La rosolia non è ancora sconfitta. Il virus gira ancora tra la popolazione e può causare ancora la sindrome della rosolia congenita.
Secondo un rapporto del Centro di epidemiologia e sorveglianza dell’Istituto superiore di sanità (Iss), tra il 2005 e 2012, nel nostro Paese sono stati 97 i casi confermati di rosolia in gravidanza e 61 quelli di sindrome di rosolia congenita, con un’incidenza pari, rispettivamente, a 5 e 3 per 100mila nuovi nati.
L’infezione del virus responsabile della rosolia può trasmettersi al feto durante la fase viremica per via trasplacentare e può portare a morte intrauterina, aborto o, appunto, alla sindrome della rosolia congenita, malattia che provoca gravi difetti congeniti nel nascituro, come ritardo mentale, difetti dell’udito, difetti oculari e cardiaci.
Il rapporto mostra che la sindrome della rosolia congenita, negli ultimi cinque anni, in Italia è addirittura in crescita.

+++++

CONSEGNA: Prosegui il testo sulla rosolia congenita in Italia a partire dal punto in cui si interrompe. I record che seguono sono materiale a sé stante, distinto dal testo sulla rosolia.

(Voci salvate)
+++++

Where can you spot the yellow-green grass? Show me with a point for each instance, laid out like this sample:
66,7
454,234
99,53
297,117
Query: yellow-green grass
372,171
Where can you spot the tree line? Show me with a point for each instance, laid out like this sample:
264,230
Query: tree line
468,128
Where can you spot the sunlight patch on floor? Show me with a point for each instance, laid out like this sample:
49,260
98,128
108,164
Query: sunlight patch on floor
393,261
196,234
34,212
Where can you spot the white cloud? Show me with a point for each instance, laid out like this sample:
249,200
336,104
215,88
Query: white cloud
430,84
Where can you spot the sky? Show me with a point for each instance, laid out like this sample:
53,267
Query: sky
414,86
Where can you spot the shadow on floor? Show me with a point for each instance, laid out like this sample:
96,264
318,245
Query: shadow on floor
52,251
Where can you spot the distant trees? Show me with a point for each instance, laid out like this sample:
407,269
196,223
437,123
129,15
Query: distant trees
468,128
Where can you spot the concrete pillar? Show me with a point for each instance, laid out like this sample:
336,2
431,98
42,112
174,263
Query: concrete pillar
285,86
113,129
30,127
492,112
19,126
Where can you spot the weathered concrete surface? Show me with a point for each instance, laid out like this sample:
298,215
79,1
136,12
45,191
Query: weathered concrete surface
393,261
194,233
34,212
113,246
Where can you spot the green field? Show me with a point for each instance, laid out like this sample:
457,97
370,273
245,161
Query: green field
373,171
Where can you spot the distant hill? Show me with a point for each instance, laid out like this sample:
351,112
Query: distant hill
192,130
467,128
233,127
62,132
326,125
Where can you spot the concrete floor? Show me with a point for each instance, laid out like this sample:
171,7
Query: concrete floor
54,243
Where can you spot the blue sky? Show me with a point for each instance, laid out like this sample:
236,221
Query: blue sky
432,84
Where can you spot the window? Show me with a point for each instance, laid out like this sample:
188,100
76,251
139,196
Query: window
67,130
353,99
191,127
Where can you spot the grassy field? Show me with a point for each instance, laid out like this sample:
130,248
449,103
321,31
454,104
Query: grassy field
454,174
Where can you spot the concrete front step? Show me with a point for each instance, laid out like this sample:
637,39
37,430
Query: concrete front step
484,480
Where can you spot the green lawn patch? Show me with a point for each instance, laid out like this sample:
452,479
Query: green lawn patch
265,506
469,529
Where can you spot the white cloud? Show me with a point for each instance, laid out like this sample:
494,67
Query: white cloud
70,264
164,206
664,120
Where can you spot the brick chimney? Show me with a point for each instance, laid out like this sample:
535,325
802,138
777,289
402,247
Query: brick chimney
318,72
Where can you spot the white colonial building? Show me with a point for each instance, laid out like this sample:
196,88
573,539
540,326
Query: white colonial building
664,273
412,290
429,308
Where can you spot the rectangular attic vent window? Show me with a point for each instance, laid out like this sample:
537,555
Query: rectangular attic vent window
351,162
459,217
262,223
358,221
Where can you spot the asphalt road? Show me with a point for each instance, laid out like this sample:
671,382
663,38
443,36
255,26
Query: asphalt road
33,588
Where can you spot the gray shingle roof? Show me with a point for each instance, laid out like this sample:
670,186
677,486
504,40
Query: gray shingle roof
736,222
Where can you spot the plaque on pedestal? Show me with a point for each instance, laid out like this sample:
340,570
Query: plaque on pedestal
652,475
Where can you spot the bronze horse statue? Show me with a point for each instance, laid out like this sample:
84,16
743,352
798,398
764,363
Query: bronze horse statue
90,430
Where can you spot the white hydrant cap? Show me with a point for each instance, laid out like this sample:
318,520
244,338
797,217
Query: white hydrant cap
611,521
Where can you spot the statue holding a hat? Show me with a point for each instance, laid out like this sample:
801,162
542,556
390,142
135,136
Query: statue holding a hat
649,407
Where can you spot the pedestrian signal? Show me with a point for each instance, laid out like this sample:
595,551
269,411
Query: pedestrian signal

+++++

RISPOSTA:
Eppure, l’Organizzazione mondiale della sanità si è posta l’obiettivo di arrivare alla sua eliminazione entro il 2015.
Come si può ottenere questo risultato?
L’Iss spiega che bisogna migliorare le coperture vaccinali per il vaccino morbillo-parotite-rosolia nei bambini e adottare strategie mirate all’identificazione e immunizzazione delle donne in età fertile ancora suscettibili, incluse quelle ad alto rischio professionale e le immigrate, prima di una eventuale gravidanza, attraverso la chiamata attiva.
Le donne straniere appaiono infatti come una fascia a rischio: dall’indagine emerge che l’età media dei casi di rosolia nelle donne in gravidanza in Italia, tra il 2005 e 2012, è stata di 27 anni e il 20% si è verificato in donne immigrate. Lo screening degli anticorpi prima della gravidanza è ancora poco effettuato: solo dal 28% delle donne. Secondo gli esperti dell’Istituto superiore di sanità, bisognerebbe anche verificare lo stato immunitario verso la rosolia di tutte le donne ricoverate per parto o interruzione di gravidanza, vaccinare quelle suscettibili alla malattia nel post-partum e dopo un’interruzione di gravidanza e migliorare la sorveglianza con la collaborazione di medici di famiglia, pediatri, ginecologi e ostetriche.